Top of Working data
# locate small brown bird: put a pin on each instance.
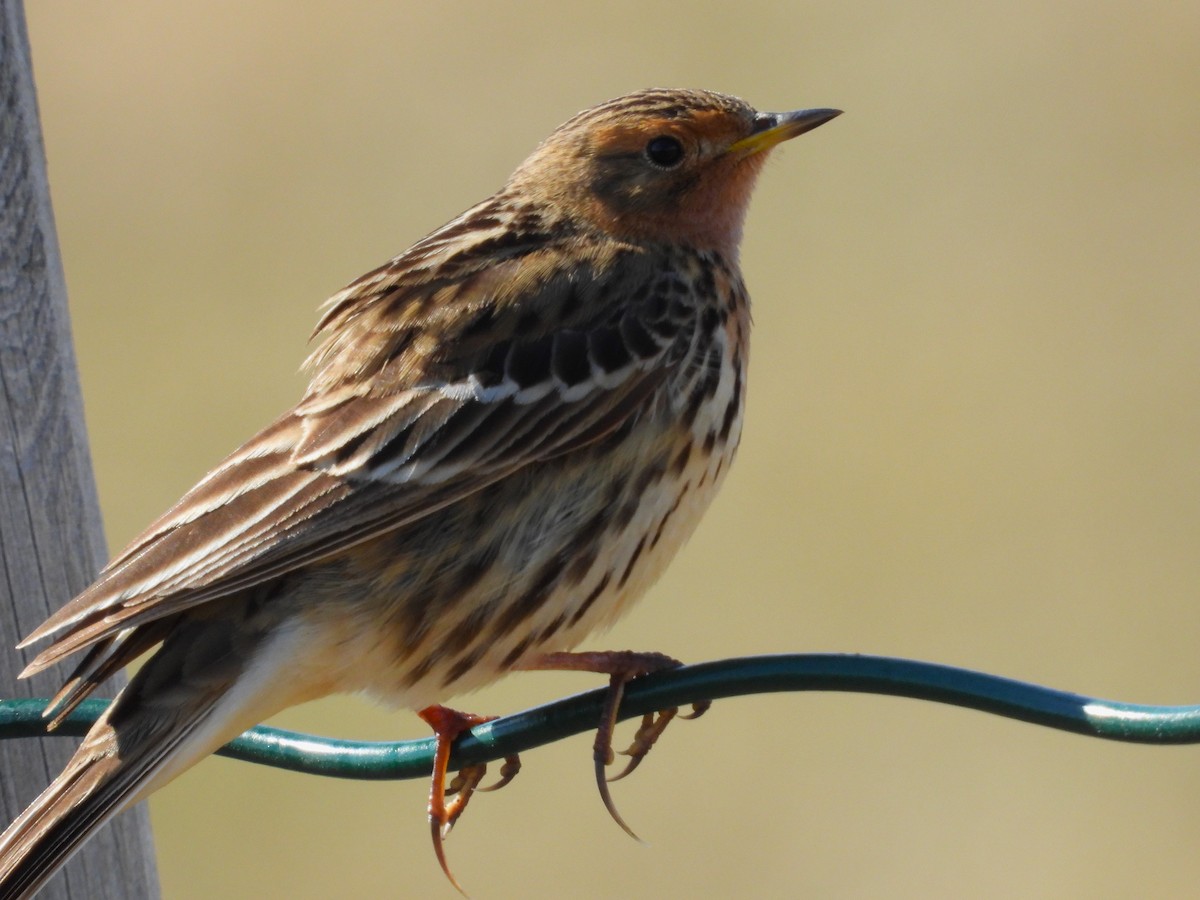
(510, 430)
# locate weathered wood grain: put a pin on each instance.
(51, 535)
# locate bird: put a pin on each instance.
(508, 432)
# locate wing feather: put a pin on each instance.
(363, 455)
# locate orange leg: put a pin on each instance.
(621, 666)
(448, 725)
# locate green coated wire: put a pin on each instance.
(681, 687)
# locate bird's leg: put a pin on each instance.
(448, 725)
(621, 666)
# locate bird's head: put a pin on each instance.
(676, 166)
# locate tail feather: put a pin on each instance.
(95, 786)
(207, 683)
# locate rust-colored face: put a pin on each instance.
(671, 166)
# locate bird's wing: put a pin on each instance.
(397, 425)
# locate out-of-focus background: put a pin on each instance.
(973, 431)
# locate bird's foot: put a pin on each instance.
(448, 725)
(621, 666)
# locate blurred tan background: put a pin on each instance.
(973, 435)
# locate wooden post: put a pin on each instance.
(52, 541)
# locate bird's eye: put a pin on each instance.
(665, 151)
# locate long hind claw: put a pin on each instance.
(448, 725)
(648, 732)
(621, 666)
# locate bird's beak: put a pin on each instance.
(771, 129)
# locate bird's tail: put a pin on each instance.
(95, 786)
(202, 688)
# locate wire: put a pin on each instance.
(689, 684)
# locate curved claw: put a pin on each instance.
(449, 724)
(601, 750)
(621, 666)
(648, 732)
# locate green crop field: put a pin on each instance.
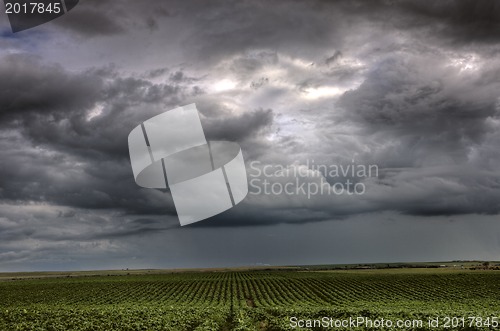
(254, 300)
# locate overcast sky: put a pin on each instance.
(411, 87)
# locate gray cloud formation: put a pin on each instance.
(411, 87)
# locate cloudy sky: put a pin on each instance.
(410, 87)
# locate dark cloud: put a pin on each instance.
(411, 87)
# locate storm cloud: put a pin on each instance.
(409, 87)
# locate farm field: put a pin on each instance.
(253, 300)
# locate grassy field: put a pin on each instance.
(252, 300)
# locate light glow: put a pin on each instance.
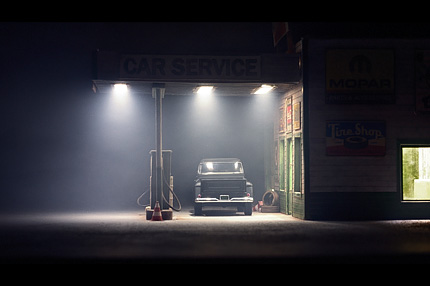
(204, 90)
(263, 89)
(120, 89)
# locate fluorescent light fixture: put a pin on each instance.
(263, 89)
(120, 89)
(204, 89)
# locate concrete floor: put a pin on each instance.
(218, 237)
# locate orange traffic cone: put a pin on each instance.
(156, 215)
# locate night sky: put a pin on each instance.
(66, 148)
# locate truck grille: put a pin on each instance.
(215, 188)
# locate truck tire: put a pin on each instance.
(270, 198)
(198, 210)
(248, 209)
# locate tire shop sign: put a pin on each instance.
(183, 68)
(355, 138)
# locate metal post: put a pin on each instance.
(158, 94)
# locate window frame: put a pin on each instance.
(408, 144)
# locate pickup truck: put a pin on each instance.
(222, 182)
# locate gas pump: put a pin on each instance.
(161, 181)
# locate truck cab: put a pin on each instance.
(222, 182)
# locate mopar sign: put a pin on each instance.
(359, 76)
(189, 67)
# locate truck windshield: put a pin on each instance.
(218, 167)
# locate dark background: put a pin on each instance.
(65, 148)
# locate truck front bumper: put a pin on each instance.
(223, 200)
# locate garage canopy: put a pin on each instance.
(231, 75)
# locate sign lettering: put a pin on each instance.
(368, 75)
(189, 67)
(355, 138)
Bottom of Working data
• Try it:
Only the records themselves, retyped exactly, belong in the answer; please leave all images behind.

• Exercise solution:
# locate small brown bird: put a pin on each instance.
(510, 430)
# locate weathered wood grain: put a pin on each instance.
(51, 535)
# locate bird: put a pin on each instance.
(508, 432)
# locate wing feather: put a pin on each instance.
(363, 455)
# locate orange leg: put a pin on each instance.
(621, 666)
(448, 725)
# locate green coated wire: put a pin on each instance.
(681, 687)
# locate bird's leg: put a pin on each instance.
(448, 725)
(621, 666)
# locate bird's head: put a pin on each instance.
(676, 166)
# locate tail feather: put a pin on each instance.
(95, 786)
(207, 683)
# locate rust-colored face: put a pin on each instance.
(671, 166)
# locate bird's wing: put a pin on each instance.
(397, 425)
# locate out-of-focus background: put a pin on each instance.
(973, 431)
# locate bird's foot: put a pin on each instance.
(448, 725)
(621, 666)
# locate blurred tan background: put a pin on each instance.
(973, 435)
# locate wooden post: put a pin on each instance.
(52, 541)
# locate bird's eye: put a pin on each instance.
(665, 151)
# locate long hind claw: put a pin on each instance.
(448, 725)
(648, 732)
(621, 666)
# locate bird's beak: put a pin on each instance.
(771, 129)
# locate bird's tail: put a pin on each instance.
(95, 786)
(202, 688)
# locate wire: put a pin on each instance.
(689, 684)
# locate curved claw: put a pin on each instance.
(449, 724)
(601, 750)
(621, 666)
(648, 732)
# locate green crop field: put a pin on each instance.
(254, 300)
# locate overcast sky: put a pin on each instance.
(411, 87)
# locate gray cloud formation: put a pin on each instance.
(411, 87)
# locate cloudy sky: put a pin on each instance.
(410, 87)
# locate dark cloud: put a pin on each instance.
(411, 87)
# locate storm cloud: put a pin on each instance.
(409, 87)
# locate farm field: put a pin on each instance.
(253, 300)
# locate grassy field: put a pin on each instance.
(252, 300)
# locate light glow: put a pin on each instance.
(204, 90)
(263, 89)
(120, 89)
# locate fluorescent light fixture: put a pin on each instance.
(263, 89)
(120, 89)
(204, 89)
# locate concrete floor: put a pin on each instance.
(218, 237)
# locate orange traffic cone: put a pin on each instance.
(156, 215)
# locate night sky: put a pin on each instance.
(66, 148)
# locate truck grille: put a pin on each instance.
(215, 188)
# locate truck tire: put a pin on each instance.
(270, 198)
(198, 210)
(248, 209)
# locate tire shop sign: put a pin on each instance.
(183, 68)
(355, 138)
# locate metal post: put a pin on each instance.
(158, 94)
# locate window frame: put a pin on each instance.
(408, 144)
# locate pickup truck: put a pin on each instance.
(222, 182)
# locate gas pump: put a pin on each instance.
(161, 181)
# locate truck cab: put a pin on each instance.
(222, 182)
# locate mopar sign: put a pin on each instance.
(359, 76)
(189, 67)
# locate truck windshield: put a pin on each instance.
(218, 167)
# locate dark background: put a pin on each instance.
(65, 148)
# locate truck front bumper: put a pin on each instance.
(223, 200)
# locate garage canopy: put a pin on each instance.
(231, 75)
# locate sign lettering: put a pin on each instance.
(368, 75)
(189, 67)
(355, 138)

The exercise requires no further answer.